[Entries taken from a collection]

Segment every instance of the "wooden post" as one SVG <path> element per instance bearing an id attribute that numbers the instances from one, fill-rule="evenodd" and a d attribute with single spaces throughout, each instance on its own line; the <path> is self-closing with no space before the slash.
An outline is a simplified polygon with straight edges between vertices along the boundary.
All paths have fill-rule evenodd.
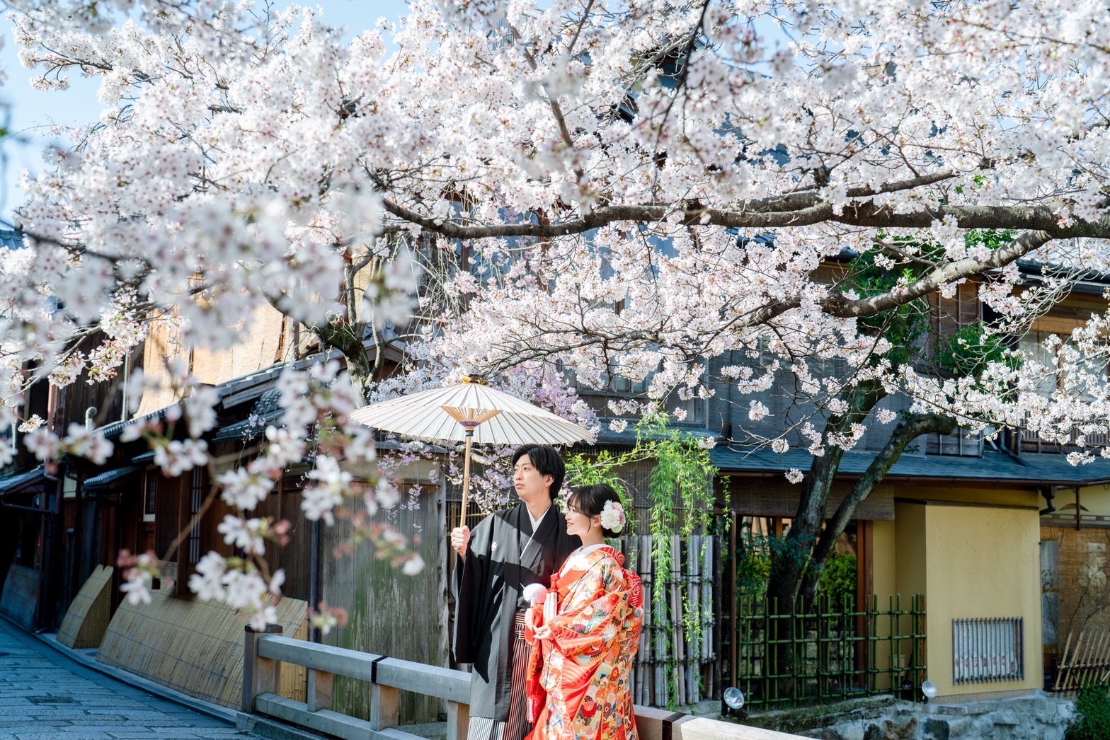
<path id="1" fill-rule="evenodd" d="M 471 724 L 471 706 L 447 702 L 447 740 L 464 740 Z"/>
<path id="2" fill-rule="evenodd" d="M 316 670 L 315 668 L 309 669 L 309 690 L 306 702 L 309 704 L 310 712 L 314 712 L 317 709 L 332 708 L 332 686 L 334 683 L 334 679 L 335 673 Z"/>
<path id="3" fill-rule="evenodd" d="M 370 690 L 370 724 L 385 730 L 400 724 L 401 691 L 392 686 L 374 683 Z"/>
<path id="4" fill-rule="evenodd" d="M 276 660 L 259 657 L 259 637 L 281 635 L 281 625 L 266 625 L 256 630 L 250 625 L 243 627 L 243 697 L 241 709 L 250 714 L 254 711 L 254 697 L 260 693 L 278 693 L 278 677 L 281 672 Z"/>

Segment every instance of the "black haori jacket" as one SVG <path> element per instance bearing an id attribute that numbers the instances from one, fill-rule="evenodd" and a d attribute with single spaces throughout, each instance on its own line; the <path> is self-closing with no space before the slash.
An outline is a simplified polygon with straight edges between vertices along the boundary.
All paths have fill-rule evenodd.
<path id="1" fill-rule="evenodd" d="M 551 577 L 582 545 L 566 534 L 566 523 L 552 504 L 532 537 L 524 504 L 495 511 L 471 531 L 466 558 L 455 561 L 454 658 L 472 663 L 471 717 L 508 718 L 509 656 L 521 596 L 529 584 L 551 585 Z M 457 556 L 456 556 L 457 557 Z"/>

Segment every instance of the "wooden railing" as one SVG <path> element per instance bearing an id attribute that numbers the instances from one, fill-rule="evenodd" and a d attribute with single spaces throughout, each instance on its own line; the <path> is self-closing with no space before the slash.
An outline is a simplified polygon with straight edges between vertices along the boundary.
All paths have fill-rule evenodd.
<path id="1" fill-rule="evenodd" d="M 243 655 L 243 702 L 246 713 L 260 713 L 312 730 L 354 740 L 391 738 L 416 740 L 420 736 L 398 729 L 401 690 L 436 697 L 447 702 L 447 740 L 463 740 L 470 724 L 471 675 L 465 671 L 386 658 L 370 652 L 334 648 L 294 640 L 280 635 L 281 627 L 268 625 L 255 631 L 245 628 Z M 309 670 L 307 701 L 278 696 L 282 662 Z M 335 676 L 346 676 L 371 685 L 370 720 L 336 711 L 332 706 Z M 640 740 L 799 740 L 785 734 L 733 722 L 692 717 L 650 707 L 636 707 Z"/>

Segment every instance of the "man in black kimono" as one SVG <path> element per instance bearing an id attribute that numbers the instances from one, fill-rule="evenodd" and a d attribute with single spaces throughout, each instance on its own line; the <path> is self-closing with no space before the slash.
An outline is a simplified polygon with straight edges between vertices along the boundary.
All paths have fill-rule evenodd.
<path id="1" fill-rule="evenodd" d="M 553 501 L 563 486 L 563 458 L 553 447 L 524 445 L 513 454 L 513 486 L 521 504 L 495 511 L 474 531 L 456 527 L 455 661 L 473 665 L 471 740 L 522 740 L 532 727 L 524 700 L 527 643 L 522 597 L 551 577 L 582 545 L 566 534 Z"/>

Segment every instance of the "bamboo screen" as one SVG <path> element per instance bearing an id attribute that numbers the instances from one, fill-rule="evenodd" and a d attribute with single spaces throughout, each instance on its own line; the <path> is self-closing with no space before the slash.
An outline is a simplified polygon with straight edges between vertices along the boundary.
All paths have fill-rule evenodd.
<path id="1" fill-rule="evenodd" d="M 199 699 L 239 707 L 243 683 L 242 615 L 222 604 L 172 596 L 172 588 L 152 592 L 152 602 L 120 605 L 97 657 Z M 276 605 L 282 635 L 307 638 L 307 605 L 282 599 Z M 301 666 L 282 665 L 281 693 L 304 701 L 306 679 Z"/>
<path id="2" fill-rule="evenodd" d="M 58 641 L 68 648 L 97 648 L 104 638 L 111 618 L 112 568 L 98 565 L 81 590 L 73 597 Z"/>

==

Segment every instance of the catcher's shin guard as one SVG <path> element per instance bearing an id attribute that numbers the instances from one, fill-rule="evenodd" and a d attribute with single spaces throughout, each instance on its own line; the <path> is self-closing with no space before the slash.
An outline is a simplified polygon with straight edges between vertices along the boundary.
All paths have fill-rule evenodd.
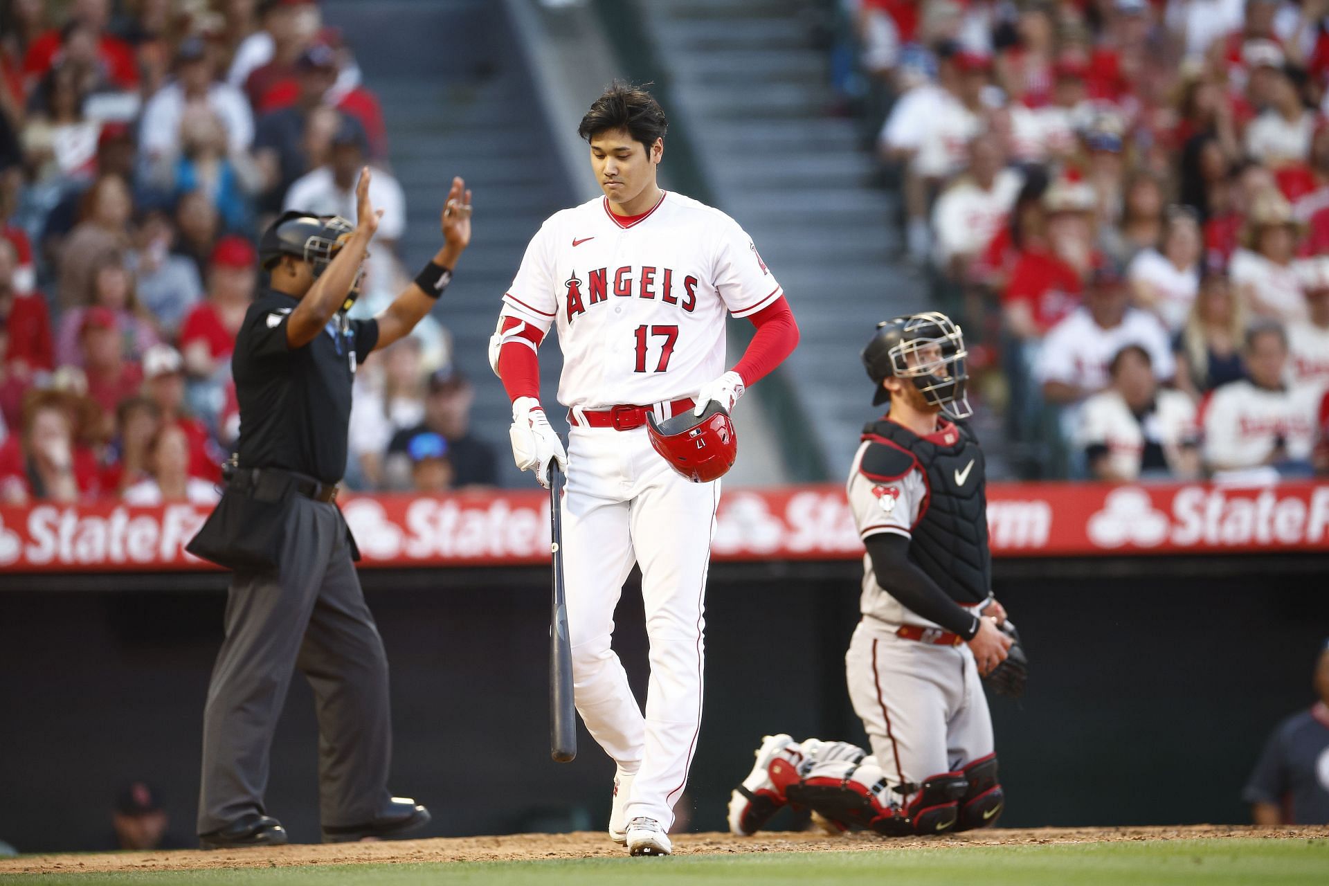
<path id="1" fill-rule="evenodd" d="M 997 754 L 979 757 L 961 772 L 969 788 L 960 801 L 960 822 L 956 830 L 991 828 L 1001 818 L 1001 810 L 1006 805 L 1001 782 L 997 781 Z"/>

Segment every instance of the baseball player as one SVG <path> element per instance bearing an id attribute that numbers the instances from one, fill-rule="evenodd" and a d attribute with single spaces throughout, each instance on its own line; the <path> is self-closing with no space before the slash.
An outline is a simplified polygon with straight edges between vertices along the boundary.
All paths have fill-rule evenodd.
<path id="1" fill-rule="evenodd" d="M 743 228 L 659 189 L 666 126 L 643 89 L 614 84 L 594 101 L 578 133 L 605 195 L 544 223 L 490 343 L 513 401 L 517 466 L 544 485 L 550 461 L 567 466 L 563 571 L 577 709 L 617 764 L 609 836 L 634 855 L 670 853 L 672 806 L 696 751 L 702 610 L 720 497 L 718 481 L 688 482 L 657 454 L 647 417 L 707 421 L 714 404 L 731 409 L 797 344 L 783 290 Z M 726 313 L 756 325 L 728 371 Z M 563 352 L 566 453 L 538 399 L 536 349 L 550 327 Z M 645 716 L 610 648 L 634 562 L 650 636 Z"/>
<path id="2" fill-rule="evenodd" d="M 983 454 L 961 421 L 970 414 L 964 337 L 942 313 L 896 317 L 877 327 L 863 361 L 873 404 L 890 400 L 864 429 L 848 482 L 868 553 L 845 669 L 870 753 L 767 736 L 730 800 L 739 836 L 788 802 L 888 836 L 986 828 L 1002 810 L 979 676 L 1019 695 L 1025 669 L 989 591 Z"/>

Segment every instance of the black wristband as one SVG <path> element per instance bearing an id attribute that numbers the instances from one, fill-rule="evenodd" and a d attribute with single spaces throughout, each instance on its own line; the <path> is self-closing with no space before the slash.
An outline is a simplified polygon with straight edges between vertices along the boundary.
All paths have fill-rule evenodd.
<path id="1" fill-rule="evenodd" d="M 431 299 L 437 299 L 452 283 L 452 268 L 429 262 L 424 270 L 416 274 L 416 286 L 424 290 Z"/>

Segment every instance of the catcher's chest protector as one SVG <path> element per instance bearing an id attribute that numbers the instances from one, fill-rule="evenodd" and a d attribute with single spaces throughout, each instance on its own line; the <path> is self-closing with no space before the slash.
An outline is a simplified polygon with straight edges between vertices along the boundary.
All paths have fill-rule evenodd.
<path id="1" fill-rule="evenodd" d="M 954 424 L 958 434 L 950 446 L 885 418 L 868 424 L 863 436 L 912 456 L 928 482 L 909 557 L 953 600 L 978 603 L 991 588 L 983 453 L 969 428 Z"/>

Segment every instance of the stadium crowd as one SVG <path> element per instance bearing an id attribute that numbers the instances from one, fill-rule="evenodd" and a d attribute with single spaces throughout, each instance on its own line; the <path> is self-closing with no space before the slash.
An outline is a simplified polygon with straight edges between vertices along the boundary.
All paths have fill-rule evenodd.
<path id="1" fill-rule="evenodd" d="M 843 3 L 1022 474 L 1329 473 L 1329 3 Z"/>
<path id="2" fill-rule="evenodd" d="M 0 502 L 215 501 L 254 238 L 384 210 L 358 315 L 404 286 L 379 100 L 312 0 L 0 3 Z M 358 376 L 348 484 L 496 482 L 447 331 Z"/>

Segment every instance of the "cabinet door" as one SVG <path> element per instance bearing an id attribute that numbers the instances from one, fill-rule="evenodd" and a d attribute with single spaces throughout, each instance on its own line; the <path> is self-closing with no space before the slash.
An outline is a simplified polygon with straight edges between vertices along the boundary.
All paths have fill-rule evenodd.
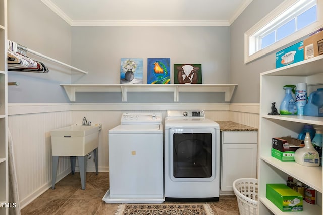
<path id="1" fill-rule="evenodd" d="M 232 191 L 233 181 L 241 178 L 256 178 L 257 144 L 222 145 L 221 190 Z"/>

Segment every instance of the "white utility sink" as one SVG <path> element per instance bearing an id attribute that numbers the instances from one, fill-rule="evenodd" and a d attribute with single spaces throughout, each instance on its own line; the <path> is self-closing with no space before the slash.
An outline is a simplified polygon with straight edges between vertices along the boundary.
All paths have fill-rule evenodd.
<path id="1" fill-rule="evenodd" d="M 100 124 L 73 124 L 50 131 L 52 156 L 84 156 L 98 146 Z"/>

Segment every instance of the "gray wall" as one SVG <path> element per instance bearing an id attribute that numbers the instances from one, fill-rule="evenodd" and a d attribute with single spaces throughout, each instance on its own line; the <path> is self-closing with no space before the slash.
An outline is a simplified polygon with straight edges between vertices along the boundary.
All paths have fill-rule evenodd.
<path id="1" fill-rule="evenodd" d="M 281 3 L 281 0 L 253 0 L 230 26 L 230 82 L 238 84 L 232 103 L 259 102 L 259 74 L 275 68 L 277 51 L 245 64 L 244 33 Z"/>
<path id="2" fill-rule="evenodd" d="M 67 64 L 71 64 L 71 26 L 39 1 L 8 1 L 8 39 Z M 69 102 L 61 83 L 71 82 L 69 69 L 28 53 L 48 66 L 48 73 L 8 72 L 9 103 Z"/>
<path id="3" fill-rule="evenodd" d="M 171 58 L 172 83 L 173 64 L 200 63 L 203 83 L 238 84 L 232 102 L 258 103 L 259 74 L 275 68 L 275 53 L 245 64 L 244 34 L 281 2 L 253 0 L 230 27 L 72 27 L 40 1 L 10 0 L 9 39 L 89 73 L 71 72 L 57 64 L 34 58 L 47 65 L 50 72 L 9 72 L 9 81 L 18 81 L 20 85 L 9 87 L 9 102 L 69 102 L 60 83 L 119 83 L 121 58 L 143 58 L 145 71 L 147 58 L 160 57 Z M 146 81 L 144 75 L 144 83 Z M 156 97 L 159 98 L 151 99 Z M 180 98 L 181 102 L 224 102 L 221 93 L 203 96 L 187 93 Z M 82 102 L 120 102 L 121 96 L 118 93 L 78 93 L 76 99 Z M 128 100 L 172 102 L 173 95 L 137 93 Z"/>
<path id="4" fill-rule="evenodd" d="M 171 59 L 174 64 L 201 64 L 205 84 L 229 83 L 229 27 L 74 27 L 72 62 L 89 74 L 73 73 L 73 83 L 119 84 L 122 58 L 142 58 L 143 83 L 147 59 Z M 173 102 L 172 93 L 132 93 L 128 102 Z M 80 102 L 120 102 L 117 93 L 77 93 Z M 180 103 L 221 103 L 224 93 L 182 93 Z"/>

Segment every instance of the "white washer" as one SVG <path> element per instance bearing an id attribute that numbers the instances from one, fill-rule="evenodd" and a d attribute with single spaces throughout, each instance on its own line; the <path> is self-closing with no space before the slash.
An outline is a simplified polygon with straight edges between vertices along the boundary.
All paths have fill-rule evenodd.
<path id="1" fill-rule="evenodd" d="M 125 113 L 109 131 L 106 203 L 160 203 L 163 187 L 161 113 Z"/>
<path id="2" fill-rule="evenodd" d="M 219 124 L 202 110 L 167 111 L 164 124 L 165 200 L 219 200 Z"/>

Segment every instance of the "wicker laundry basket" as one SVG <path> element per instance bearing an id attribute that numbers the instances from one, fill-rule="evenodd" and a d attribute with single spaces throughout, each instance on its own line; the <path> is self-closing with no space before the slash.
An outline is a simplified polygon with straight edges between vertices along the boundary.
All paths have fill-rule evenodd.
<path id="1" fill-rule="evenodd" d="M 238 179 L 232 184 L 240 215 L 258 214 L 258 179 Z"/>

---

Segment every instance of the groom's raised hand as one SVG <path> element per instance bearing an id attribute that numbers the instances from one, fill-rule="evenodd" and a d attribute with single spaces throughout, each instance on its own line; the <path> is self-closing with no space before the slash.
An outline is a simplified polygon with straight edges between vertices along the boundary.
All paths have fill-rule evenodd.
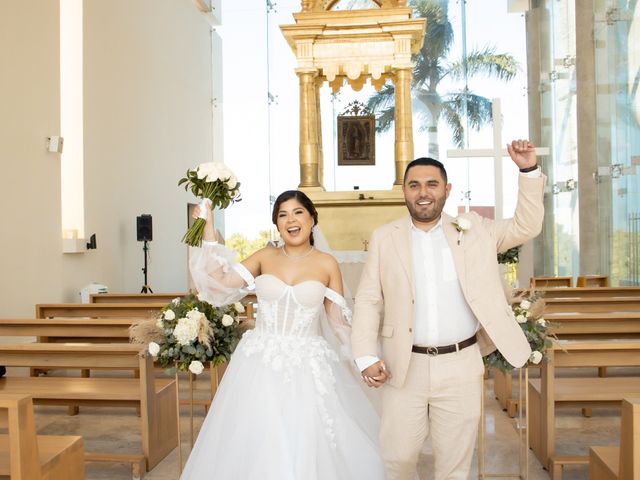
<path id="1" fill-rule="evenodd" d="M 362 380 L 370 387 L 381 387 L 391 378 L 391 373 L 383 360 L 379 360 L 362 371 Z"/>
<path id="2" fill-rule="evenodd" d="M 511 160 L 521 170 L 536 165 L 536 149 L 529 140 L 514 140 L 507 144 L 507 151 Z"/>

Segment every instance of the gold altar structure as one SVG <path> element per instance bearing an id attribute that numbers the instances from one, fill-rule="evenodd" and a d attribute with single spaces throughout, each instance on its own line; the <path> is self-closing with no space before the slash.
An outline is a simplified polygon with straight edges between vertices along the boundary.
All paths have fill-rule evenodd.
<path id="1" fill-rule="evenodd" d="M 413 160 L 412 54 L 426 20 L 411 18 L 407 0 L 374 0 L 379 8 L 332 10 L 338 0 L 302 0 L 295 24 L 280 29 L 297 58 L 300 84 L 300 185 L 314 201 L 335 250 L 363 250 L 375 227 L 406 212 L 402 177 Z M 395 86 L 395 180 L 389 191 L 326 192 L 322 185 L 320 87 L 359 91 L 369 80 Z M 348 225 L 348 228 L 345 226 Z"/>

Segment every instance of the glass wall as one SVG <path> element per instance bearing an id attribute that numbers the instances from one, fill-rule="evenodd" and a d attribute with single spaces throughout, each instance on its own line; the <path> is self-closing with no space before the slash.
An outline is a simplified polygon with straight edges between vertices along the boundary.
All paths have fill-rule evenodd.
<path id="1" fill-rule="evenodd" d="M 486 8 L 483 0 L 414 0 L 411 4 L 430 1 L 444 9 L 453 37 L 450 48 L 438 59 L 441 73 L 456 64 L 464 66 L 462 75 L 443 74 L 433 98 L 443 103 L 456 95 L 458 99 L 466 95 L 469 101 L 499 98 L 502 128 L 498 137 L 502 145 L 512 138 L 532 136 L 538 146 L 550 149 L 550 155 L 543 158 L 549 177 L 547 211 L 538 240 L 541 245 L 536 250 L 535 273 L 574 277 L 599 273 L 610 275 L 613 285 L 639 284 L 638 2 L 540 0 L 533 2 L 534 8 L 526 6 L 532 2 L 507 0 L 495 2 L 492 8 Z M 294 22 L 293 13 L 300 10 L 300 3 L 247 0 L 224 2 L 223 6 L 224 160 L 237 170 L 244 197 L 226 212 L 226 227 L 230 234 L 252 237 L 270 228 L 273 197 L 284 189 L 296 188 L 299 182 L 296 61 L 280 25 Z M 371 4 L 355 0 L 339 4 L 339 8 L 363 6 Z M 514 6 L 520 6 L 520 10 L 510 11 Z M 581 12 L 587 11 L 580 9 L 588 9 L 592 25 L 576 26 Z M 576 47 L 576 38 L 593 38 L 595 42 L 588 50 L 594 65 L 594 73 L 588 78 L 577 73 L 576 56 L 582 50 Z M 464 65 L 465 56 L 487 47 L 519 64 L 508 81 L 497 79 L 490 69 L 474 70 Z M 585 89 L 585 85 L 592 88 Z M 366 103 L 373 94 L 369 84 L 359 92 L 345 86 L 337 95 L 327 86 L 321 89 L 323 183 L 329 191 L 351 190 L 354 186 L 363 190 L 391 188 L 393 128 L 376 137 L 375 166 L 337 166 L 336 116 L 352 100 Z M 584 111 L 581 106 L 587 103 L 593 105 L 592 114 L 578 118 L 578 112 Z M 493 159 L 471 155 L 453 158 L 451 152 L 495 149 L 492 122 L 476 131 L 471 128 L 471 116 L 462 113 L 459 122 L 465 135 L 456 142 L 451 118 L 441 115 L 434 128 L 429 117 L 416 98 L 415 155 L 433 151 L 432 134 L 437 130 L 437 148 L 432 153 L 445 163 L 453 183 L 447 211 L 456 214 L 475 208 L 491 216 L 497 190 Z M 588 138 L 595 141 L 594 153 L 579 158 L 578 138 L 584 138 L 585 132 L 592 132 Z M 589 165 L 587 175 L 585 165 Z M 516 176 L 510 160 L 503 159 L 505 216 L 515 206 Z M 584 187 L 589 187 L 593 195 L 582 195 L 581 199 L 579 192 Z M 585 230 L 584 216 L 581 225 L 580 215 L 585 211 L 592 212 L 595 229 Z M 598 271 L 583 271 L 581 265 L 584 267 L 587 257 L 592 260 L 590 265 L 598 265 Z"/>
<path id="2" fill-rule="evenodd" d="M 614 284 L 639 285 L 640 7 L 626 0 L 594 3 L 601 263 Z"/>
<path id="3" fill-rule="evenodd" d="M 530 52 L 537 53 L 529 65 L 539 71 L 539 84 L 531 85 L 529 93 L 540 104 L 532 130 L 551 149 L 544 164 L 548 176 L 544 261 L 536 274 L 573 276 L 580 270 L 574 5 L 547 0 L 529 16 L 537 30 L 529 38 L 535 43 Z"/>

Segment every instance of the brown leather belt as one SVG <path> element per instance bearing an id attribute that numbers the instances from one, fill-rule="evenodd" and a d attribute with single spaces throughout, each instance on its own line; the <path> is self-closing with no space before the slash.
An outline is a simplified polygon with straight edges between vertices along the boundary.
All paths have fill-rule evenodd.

- [The task] Filter the items above, keeping every line that contains the word "wooden".

- [Written reply]
Segment every instance of the "wooden post" as one SVG <path> element per instance bearing an id attribute that numbers the instances from one, fill-rule="evenodd" and a d attribute with single spaces throughout, each instance on its own line; the <path> is self-closing with no space before the slash.
Segment every instance of the "wooden railing" as one SVG <path> element per instance bearing an id attribute that numbers the instances from one, fill-rule="evenodd" and a d attribute with single spaces throughout, each instance on its own line; the <path> is self-closing with no space before the slash.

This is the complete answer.